Transcribe the material below word for word, keeping every line and character unchanged.

--- START OF EXTRACTED MATERIAL ---

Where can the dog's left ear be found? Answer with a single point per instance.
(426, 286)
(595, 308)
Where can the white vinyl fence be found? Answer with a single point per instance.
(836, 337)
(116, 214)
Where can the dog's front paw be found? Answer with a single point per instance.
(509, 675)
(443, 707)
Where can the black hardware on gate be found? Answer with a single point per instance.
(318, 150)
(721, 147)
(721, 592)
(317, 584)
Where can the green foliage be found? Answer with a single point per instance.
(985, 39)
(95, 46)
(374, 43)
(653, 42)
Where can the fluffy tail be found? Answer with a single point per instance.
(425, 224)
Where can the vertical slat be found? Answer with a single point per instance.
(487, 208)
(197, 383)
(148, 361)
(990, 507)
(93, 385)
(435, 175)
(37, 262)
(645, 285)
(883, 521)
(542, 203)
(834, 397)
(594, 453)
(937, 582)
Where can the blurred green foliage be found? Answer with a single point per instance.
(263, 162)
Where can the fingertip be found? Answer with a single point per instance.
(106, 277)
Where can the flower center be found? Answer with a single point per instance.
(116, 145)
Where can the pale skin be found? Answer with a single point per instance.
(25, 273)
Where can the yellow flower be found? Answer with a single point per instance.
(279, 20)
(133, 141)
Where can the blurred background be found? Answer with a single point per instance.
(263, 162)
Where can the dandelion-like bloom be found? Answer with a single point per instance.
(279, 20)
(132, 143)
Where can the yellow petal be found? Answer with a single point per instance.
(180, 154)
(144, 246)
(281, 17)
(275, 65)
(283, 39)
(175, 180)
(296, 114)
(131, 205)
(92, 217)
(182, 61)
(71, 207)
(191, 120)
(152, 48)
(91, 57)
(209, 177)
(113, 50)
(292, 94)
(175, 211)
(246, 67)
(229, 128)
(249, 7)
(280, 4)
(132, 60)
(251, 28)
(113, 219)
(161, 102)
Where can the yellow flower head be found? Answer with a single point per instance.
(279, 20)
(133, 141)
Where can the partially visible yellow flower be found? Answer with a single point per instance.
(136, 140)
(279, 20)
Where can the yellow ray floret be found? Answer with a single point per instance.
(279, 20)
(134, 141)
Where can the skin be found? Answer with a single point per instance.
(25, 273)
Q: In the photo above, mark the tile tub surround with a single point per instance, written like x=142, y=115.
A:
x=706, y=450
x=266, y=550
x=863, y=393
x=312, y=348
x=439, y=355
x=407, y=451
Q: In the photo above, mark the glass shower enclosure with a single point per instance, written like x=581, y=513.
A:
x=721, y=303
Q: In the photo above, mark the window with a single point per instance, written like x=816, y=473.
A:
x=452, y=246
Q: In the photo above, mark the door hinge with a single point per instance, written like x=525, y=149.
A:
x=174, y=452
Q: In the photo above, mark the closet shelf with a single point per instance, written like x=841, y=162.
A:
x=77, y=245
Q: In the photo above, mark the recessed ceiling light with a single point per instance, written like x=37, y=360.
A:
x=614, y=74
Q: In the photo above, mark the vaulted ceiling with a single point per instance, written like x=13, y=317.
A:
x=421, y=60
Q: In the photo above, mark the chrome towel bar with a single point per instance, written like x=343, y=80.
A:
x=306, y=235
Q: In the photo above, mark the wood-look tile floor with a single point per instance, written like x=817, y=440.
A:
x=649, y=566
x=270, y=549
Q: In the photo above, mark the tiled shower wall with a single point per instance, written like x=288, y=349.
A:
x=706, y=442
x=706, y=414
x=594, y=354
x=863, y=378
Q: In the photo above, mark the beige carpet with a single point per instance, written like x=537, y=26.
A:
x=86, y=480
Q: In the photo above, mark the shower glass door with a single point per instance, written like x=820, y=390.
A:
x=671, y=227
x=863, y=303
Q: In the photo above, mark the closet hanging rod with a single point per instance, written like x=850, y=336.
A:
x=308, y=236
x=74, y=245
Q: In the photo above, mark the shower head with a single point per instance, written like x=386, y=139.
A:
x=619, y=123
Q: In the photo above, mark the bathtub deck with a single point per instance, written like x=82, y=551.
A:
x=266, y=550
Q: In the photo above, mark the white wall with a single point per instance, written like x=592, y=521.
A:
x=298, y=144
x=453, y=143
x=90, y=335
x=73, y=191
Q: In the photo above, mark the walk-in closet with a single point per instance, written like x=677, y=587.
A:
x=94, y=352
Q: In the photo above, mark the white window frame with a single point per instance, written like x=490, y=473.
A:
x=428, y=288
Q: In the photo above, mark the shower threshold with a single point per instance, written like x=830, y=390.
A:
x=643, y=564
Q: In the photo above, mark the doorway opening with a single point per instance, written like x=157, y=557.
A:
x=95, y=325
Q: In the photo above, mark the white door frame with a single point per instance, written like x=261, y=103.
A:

--- END OF EXTRACTED MATERIAL ---

WRITTEN RESPONSE ▸
Where can the dog's left ear be found? Answer with a single point per instance.
(426, 286)
(595, 308)
Where can the white vinyl fence be found? Answer with a single point per instance.
(836, 337)
(116, 214)
Where can the dog's front paw be found? Answer with a single point per instance.
(509, 675)
(443, 707)
Where can the black hardware on gate be found? Answer with a single point per instance.
(318, 150)
(721, 147)
(721, 592)
(317, 584)
Where can the green foliage be found? Answer with a single point per instance.
(985, 39)
(95, 46)
(374, 43)
(653, 42)
Where can the fluffy tail be found? Answer with a single point per instance.
(425, 224)
Where can the vertical slat be found? Answer with a single point per instance.
(487, 208)
(197, 383)
(148, 361)
(990, 507)
(93, 385)
(435, 175)
(37, 262)
(645, 285)
(883, 521)
(542, 203)
(834, 397)
(594, 453)
(937, 582)
Where can the blurred green foliage be found? Answer with a single point per instance.
(263, 162)
Where can the fingertip be found? Answer with a single point per instance.
(106, 277)
Where can the flower center be found? Answer with a single point per instance.
(116, 145)
Where can the pale skin be found? Answer with a single point per instance.
(25, 273)
Where can the yellow flower be found? Answer with a single point per instance.
(279, 20)
(133, 141)
Where can the blurred background be found? Answer with a single point per instance.
(263, 162)
Where can the dandelion-like bloom be found? Answer with a single point per instance.
(279, 20)
(132, 143)
Where can the yellow petal be found? Answer with a single point per instance.
(180, 154)
(144, 246)
(281, 17)
(275, 65)
(283, 39)
(175, 180)
(296, 114)
(131, 205)
(92, 217)
(182, 61)
(71, 207)
(191, 120)
(152, 48)
(91, 57)
(209, 177)
(113, 50)
(292, 94)
(175, 211)
(246, 67)
(229, 128)
(249, 7)
(280, 4)
(132, 60)
(251, 28)
(113, 219)
(161, 102)
Where can the yellow flower head be found? Answer with a single point per instance.
(279, 20)
(133, 141)
Where can the partially visible yellow flower be found? Answer with a single point per instance.
(136, 140)
(279, 20)
Where can the yellow ray floret be found? Answer with a single point per instance.
(279, 20)
(134, 141)
Where can the skin be found? Answer with a single point per instance.
(25, 273)
Q: In the photo above, mark the tile tub surround with a single point per instance, written like x=142, y=115.
A:
x=706, y=450
x=266, y=550
x=863, y=393
x=312, y=348
x=439, y=355
x=407, y=451
Q: In the photo above, mark the glass shower enclosure with a single point per instance, written like x=581, y=513.
A:
x=721, y=303
Q: In the photo above, mark the window with a single point per instance, written like x=816, y=473.
A:
x=452, y=246
Q: In the photo above, mark the door hinge with a single point per instance, written like x=525, y=149.
A:
x=174, y=452
Q: In the photo above, mark the closet shelf with a single point per instance, written like x=841, y=162.
A:
x=77, y=245
Q: In the photo above, mark the recessed ceiling light with a single point per instance, written like x=37, y=360.
A:
x=614, y=74
Q: In the photo above, mark the vaulted ceiling with a single point per instance, written like x=13, y=317.
A:
x=421, y=60
Q: In the photo above, mark the chrome towel bar with a single point per instance, written like x=343, y=80.
A:
x=306, y=235
Q: In the photo above, mark the wood-look tile floor with a single point per instance, written like x=817, y=440.
A:
x=649, y=566
x=270, y=549
Q: In the photo above, mark the tiled shower wall with a single point per instance, written like x=288, y=349.
A:
x=706, y=442
x=706, y=414
x=594, y=354
x=863, y=378
Q: In the photo above, mark the beige carpet with a single point per instance, written like x=537, y=26.
A:
x=86, y=480
Q: In the photo above, mark the shower glass door with a single point per instance, written like x=820, y=390.
A:
x=671, y=227
x=863, y=303
Q: In the photo above, mark the closet hanging rod with a single point per instance, written like x=850, y=336.
A:
x=308, y=236
x=74, y=245
Q: In the photo above, mark the shower head with a single point per instance, written like x=386, y=139.
A:
x=619, y=123
Q: In the photo above, mark the bathtub deck with a single point per instance, written like x=82, y=551.
A:
x=266, y=550
Q: In the photo above, mark the white wall with a single point per instance, written like x=592, y=521.
A:
x=298, y=144
x=453, y=143
x=90, y=335
x=73, y=191
Q: In the photo above, mark the walk-in closet with a single point per instance, written like x=677, y=587.
A:
x=94, y=352
Q: In the photo above, mark the white window frame with a single point per instance, written like x=490, y=473.
A:
x=428, y=288
Q: In the photo above, mark the shower threshold with a single point per instance, written like x=830, y=390.
A:
x=643, y=564
Q: In the photo above, mark the doorway opening with a single point per instance, written like x=157, y=557.
A:
x=95, y=325
Q: In the photo above, mark the white door frame with a single point per instance, written like x=261, y=103.
A:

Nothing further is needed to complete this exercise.